Kai GehringDIE GRÜNEN - Geschlechtergerechtigkeit in der Wissenschaft
Frau Präsidentin! Liebe Kolleginnen und Kollegen! Sehr geehrte Damen und Herren! Wie steht es hierzulande im Jahr 2016 um die Chancengerechtigkeit in der Wissenschaft? Die Antwort ist eindeutig: Obwohl es viele erfolgreiche Frauen gibt, sind Wissenschaftlerinnen noch immer unterrepräsentiert und strukturell benachteiligt. Wir brauchen einen deutlichen Kulturwandel zugunsten von Frauenkarrieren. Das sage ich als männlicher Feminist in dieser Runde sehr klar.
(Beifall beim BÜNDNIS 90/DIE GRÜNEN, bei der SPD und der LINKEN sowie bei Abgeordneten der CDU/CSU)
Denn es gilt: Je höher die Hierarchieebene und die Besoldungsstufe, desto dünner die Luft für qualifizierte Frauen. Nur 17 Prozent der C-4-Professuren sind in Frauenhand. Das ist eindeutig zu wenig.
(Beifall beim BÜNDNIS 90/DIE GRÜNEN und bei der LINKEN sowie bei Abgeordneten der SPD)
-------
*ARBEITSAUFTRÄGE*
1 > Welcher Anteil der C-4-Professuren ist laut der Rede über Geschlechtergerechtigkeit in der Wissenschaft in Frauenhand?
2 > Führen Sie die Rede über Geschlechtergerechtigkeit in der Wissenschaft im Anschluss an ihren letzten Satz weiter.
Das Material wird hierfür nicht gebraucht.

*DATENAUSZUG*
-------
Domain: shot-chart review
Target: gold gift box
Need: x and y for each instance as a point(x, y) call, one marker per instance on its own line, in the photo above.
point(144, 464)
-------
*SCHRIFTLICHE ANTWORTEN*
1 > 17 Prozent

2 >
Old Boy’s Networks, männlich geprägte Leistungsdefinitionen und Verhaltenscodes haben noch immer zu viel Einfluss. Die Vereinbarkeit von Karriere und Kindern ist im Wissenschaftssystem nach wie vor ziemlich mühsam. Infolgedessen verabschieden sich viele kluge Frauen meist nach der Promotion aus der Wissenschaft. Das ist schlecht für die Kreativität und schlecht für unsere Volkswirtschaft.
(Beifall beim BÜNDNIS 90/DIE GRÜNEN sowie bei Abgeordneten der CDU/CSU, der SPD und der LINKEN)
Dabei gab es vor zehn Jahren eine vielversprechende Aufbruchsstimmung. Die internationale Gutachtergruppe in der Exzellenzinitiative war über die mangelnde Gleichstellung an deutschen Universitäten entsetzt. Davon aufgeschreckt mahnte der damalige DFG-Präsident Winnacker 2006 in einem Brief an die Universitäten, ihre Gleichstellungsziele und -maßnahmen zu konkretisieren. Er und der damalige Präsident der Leibniz-Gemeinschaft Rietschel brachten sogar Quoten ins Gespräch, um der Unterrepräsentanz von Frauen im Wissenschaftssystem endlich beizukommen.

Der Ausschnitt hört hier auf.